# PROBLEM TO WORK ON:
Begin with the line containing "For the dataset, tag each instance of the black head" and copy each line exactly through the last line of the entries, inclusive.

# LISTING:
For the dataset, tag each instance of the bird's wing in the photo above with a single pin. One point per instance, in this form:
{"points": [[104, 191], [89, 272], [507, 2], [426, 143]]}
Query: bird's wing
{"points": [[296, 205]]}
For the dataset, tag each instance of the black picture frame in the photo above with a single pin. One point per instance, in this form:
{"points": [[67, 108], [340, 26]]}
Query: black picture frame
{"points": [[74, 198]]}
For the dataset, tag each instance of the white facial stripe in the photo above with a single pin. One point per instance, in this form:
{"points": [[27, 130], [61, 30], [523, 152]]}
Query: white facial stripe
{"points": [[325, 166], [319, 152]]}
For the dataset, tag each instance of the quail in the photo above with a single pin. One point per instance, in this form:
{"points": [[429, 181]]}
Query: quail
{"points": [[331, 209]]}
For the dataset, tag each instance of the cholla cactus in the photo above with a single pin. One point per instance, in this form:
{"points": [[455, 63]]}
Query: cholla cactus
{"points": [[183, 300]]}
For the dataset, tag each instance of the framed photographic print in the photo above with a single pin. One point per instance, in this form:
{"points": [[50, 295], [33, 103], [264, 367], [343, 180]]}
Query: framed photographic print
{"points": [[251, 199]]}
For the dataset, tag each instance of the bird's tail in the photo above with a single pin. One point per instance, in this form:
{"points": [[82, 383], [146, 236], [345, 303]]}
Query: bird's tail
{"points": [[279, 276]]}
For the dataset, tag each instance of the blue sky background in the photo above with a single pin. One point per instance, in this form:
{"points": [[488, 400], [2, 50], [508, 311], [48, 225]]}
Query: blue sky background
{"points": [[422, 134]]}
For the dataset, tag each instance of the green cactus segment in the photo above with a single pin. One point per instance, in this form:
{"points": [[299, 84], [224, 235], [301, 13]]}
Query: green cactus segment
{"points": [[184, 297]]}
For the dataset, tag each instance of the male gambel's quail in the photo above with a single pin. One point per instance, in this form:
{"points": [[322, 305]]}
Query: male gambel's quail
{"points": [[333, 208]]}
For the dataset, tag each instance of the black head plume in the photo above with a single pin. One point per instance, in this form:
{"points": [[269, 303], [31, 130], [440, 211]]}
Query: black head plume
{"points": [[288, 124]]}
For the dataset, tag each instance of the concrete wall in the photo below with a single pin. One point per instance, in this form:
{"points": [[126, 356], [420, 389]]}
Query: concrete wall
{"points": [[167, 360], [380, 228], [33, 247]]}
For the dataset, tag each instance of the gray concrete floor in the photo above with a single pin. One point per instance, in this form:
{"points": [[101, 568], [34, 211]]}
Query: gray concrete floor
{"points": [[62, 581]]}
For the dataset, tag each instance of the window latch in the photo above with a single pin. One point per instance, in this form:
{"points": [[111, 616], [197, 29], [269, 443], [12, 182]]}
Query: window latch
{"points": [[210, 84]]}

# SOLUTION TO THE EXERCISE:
For the dataset, tag each instance of the black head plume in the photo above with a single pin. One point per instance, in this form:
{"points": [[269, 303], [31, 130], [440, 211]]}
Query: black head plume
{"points": [[288, 124]]}
For the dataset, tag each instance of the concrete wall in the photo below with a single pin. One point per instance, in this form:
{"points": [[126, 356], [420, 389]]}
Query: concrete wall
{"points": [[167, 360], [380, 228], [33, 247]]}
For the dataset, tag each instance of the gray concrete floor in the photo above with a single pin. One point per instance, in this form:
{"points": [[101, 568], [34, 211]]}
Query: gray concrete floor
{"points": [[62, 581]]}
For the dataset, tag each instance of the window latch in the photo above with a single pin. One point per instance, in this form:
{"points": [[111, 616], [197, 29], [269, 443], [12, 182]]}
Query: window latch
{"points": [[210, 84]]}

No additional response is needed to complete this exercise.